= WRITTEN TASK =
Count the lines in the items below that contain the string "wall", matching case exactly, and give only the number.

= PROVIDED RECORDS =
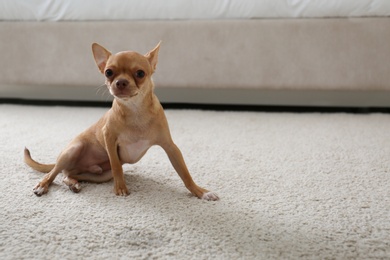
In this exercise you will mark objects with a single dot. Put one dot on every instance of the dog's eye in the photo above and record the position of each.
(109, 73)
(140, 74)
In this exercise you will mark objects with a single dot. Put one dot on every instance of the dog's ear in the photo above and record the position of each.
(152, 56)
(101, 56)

--

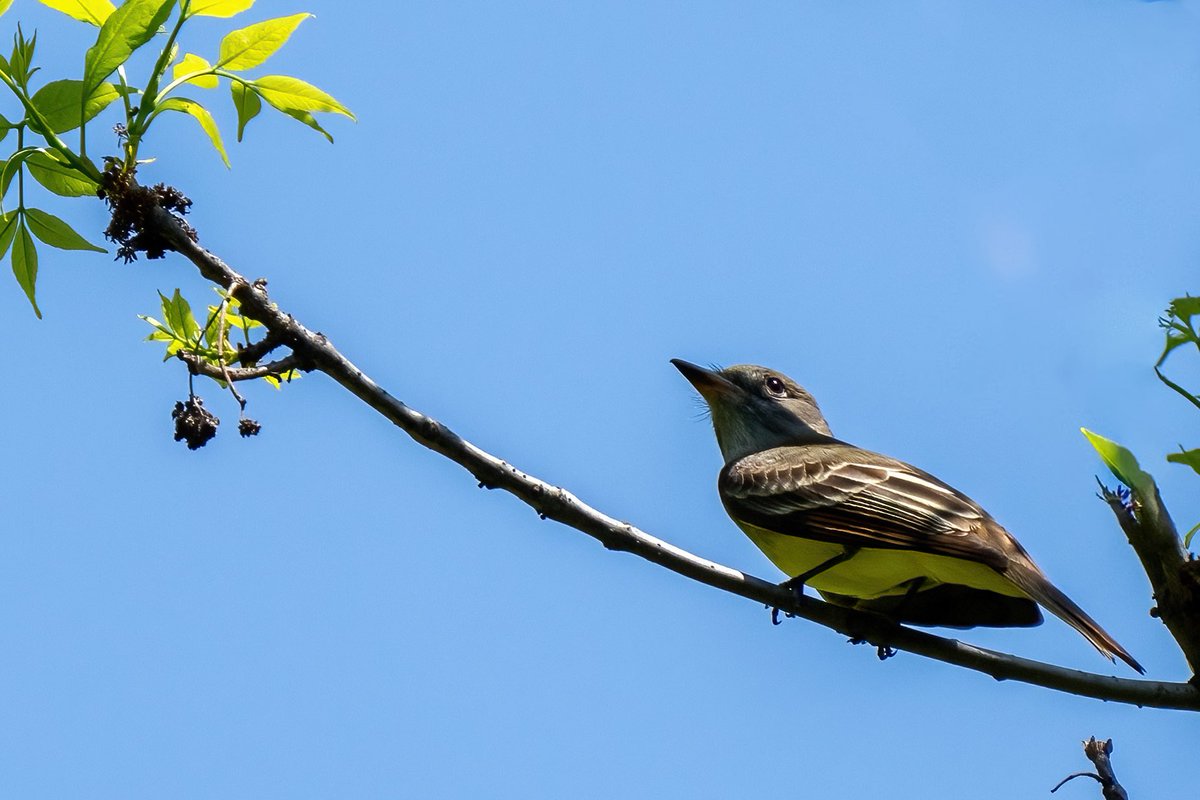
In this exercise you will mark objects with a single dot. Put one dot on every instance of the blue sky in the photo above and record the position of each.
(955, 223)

---

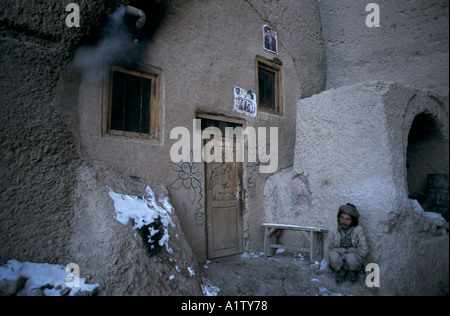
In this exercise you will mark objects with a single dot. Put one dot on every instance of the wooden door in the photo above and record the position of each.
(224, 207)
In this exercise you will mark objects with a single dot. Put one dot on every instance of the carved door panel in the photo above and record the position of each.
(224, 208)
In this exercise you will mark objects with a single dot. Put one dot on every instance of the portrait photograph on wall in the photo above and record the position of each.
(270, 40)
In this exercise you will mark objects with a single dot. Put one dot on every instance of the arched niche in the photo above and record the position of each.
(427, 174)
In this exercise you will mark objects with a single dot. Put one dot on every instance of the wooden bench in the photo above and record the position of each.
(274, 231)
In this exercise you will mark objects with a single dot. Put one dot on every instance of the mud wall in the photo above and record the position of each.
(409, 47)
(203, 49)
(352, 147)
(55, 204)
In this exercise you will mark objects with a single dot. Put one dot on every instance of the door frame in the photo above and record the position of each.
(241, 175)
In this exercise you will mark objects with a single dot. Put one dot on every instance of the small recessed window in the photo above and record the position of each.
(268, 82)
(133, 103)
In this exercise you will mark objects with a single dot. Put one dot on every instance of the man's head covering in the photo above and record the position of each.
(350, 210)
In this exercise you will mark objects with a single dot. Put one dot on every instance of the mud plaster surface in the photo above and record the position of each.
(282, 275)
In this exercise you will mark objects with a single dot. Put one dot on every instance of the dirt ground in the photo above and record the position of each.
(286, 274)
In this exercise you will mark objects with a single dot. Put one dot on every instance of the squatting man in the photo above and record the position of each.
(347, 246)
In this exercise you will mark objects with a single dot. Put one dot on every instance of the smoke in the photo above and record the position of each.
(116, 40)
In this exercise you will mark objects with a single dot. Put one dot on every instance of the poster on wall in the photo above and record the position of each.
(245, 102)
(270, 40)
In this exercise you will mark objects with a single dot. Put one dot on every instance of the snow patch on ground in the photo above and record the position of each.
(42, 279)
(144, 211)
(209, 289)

= FULL RESPONSE =
3